[Collected data]

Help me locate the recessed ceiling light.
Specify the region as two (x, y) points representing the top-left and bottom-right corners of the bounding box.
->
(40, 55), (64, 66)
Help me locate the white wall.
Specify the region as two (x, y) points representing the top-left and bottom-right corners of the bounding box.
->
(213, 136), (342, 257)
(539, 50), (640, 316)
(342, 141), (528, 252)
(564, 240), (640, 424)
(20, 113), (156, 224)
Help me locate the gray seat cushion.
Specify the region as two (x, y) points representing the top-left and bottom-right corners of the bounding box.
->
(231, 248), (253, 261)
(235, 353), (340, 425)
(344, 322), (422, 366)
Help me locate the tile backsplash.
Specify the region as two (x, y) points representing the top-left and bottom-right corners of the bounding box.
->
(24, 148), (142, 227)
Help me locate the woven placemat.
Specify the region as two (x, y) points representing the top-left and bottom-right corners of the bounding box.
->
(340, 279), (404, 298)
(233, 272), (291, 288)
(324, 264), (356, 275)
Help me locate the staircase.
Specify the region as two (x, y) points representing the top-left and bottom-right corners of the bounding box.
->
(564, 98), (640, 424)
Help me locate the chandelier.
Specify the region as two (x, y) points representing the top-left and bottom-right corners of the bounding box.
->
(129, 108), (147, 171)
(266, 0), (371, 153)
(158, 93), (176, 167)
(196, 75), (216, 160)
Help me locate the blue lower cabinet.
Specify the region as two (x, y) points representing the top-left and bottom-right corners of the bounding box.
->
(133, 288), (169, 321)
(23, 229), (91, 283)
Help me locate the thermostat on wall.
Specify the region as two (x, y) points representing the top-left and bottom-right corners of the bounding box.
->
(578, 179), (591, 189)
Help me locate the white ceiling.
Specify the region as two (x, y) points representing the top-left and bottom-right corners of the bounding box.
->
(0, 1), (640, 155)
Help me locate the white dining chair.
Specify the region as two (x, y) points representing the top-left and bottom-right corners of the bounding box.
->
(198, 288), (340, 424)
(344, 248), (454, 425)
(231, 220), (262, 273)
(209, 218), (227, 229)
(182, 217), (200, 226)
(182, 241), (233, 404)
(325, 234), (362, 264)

#### YOUR INSTRUCTIONS
Reproduce all of the lines above word for word, without changing anything.

#### EXERCISE RESULT
Help me locate the recessed ceiling light.
Specify the region as two (x, y) points representing the top-left and bottom-right corners of the bounding box.
->
(40, 55), (64, 66)
Help me locate the white wall.
Specify the region as two (x, y) points representing the top-left and bottom-right corners of the bounding box.
->
(213, 136), (342, 257)
(539, 50), (640, 316)
(342, 141), (528, 252)
(564, 240), (640, 424)
(20, 113), (156, 224)
Help me locate the gray seat cushion.
Specify the region as two (x, y) points representing the top-left and bottom-right corners of the bounding box.
->
(231, 248), (253, 261)
(235, 353), (340, 425)
(344, 322), (422, 366)
Help me locate the tile backsplash.
Specify the region as two (x, y) points representing the top-left and bottom-right corners of the bounding box.
->
(24, 148), (142, 227)
Help me locate the woven placemat.
Specify the region as two (x, y) points representing the top-left and bottom-right corners of the bounding box.
->
(340, 279), (404, 298)
(233, 272), (291, 288)
(324, 264), (356, 275)
Help me locate the staircase.
Specify the region as two (x, y) points representing the top-left and bottom-right corners of the bounding box.
->
(564, 98), (640, 424)
Help me locate the chandelier.
Specify the region as two (x, y) points representing the top-left and bottom-right corners of the bounding box.
->
(129, 108), (147, 171)
(266, 0), (371, 153)
(158, 93), (176, 167)
(196, 75), (216, 160)
Help me locate the blue lower cabinet.
Specify the region as two (x, y) points representing the top-left and bottom-right corners of the bounding box.
->
(133, 288), (169, 321)
(23, 229), (91, 283)
Help me locate the thermostat on wall.
Specify the region as two (x, y) points representing the top-left and bottom-right corners of the bounding box.
->
(578, 179), (591, 189)
Help me locate the white ceiling.
Specify the region as two (x, y) points representing the top-left and bottom-right corners of the bounding box.
->
(0, 1), (640, 155)
Help me locate the white dining chair.
Specify the region as two (x, y) points representing the top-left and bottom-right corners of the bounding box.
->
(198, 288), (340, 424)
(344, 248), (454, 425)
(231, 220), (262, 273)
(209, 218), (227, 229)
(182, 217), (200, 226)
(182, 241), (233, 404)
(325, 234), (362, 264)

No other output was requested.